▶ [WHAT IS BEING ASKED]
Copy out the part of the material that runs from its beginning through the line containing "x=494 y=231", with both ends included.

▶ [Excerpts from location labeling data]
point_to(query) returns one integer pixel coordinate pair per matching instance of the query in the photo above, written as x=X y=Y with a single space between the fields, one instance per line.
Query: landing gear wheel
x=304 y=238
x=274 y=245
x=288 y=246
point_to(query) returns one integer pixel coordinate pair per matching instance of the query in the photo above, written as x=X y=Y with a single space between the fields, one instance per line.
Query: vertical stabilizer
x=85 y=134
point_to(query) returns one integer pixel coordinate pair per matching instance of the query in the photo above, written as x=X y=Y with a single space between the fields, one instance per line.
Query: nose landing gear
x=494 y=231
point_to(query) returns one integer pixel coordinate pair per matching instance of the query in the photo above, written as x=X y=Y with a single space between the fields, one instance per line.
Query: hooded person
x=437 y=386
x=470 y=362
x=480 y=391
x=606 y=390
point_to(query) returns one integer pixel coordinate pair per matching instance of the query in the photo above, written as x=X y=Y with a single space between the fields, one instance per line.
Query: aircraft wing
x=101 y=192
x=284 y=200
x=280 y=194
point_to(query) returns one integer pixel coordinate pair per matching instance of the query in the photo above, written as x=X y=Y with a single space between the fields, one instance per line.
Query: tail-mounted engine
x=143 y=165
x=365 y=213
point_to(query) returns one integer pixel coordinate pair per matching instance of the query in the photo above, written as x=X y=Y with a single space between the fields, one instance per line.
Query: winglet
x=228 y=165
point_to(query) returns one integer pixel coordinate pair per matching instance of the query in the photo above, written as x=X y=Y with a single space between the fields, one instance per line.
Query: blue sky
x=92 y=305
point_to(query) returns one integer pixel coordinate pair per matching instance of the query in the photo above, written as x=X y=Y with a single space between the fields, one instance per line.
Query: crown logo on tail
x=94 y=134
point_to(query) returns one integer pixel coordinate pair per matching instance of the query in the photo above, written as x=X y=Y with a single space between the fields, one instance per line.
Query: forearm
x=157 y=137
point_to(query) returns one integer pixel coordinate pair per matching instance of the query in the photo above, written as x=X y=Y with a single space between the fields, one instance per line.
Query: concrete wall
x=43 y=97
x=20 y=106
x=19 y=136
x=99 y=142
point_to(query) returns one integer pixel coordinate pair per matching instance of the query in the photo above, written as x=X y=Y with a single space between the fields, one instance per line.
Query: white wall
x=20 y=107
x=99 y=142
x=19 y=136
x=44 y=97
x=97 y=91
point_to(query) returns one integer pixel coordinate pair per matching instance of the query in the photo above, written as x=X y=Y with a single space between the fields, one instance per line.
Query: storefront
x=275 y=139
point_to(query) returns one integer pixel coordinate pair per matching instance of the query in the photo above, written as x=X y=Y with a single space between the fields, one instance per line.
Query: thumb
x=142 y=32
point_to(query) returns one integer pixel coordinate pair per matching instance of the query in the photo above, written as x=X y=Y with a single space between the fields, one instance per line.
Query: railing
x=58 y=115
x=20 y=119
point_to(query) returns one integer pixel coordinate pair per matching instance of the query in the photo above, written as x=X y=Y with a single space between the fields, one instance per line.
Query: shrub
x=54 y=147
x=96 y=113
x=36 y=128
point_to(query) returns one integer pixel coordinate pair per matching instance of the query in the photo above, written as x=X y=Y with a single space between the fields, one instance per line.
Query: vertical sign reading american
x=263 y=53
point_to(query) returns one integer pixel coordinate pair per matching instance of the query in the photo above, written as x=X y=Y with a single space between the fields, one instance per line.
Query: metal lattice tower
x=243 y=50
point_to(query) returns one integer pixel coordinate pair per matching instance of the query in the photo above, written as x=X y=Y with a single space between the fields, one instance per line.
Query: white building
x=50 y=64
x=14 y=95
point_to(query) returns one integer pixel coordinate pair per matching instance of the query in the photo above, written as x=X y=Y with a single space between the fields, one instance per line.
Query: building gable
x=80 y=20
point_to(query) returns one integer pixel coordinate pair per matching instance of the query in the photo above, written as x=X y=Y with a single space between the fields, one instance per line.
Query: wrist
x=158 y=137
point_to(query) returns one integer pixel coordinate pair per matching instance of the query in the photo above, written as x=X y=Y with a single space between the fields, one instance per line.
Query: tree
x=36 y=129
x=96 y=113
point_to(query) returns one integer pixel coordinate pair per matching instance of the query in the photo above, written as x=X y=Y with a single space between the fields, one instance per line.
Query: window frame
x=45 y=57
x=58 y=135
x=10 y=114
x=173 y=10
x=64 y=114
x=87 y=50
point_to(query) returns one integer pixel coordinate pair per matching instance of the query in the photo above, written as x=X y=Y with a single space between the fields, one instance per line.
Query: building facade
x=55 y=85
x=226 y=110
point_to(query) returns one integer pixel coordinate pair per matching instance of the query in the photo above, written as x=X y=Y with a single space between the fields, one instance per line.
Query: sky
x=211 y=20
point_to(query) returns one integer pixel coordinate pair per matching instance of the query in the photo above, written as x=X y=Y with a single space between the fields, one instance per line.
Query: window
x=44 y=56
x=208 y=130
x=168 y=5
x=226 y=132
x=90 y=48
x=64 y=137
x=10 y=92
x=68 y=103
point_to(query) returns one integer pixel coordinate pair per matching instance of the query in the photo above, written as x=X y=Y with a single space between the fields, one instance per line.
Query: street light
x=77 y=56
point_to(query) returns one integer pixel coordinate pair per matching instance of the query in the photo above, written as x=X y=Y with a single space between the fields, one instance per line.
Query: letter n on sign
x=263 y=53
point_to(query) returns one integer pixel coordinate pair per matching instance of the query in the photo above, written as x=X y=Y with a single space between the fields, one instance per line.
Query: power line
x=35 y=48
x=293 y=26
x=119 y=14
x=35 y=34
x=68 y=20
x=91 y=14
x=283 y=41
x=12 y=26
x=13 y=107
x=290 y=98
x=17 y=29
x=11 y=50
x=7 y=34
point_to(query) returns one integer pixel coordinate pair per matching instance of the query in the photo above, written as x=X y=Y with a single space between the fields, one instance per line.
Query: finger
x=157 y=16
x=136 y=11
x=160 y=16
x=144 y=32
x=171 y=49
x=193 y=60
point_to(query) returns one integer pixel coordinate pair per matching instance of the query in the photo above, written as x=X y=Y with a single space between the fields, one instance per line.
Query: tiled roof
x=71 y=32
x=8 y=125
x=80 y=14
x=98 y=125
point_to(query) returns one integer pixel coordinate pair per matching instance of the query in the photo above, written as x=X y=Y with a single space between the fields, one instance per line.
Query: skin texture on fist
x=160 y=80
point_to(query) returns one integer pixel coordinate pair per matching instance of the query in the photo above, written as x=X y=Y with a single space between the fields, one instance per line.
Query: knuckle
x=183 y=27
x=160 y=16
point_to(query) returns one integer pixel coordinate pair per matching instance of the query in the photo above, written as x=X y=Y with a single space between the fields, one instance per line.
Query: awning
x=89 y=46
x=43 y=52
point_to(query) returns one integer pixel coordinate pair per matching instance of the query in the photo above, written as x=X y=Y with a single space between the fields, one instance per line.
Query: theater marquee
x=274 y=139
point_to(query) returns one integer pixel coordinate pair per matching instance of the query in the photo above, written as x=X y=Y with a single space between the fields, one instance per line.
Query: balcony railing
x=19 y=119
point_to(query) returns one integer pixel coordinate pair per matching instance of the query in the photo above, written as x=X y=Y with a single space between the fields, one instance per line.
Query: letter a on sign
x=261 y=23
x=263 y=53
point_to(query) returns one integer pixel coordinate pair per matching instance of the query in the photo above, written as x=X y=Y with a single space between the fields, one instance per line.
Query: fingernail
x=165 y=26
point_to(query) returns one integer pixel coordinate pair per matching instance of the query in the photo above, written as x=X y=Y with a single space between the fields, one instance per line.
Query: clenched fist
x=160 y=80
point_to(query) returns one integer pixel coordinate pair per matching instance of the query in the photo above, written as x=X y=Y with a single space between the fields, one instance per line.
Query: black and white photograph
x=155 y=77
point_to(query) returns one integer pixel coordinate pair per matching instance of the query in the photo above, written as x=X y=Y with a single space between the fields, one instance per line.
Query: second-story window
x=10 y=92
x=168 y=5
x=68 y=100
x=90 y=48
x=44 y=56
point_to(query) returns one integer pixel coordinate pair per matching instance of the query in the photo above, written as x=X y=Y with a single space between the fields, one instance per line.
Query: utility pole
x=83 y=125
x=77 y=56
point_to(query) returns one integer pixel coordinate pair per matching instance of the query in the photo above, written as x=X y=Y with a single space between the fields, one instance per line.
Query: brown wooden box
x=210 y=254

▶ [SOLVED PROBLEM]
point_to(query) returns one integer pixel coordinate pair per matching instance of the query in the photo above, written as x=X y=Y with a single space between the fields, one instance per line.
Query: landing gear wheel
x=304 y=238
x=274 y=245
x=288 y=246
point_to(query) returns one integer pixel coordinate pair per matching instance of the query in the photo above, written as x=X y=Y with a single space between the fields, one instance per line.
Query: vertical stabilizer
x=85 y=134
point_to(query) returns one integer pixel coordinate pair per matching instance of the query in the photo above, written as x=X y=Y with a single space between the fields, one instance per line.
Query: nose landing gear
x=494 y=231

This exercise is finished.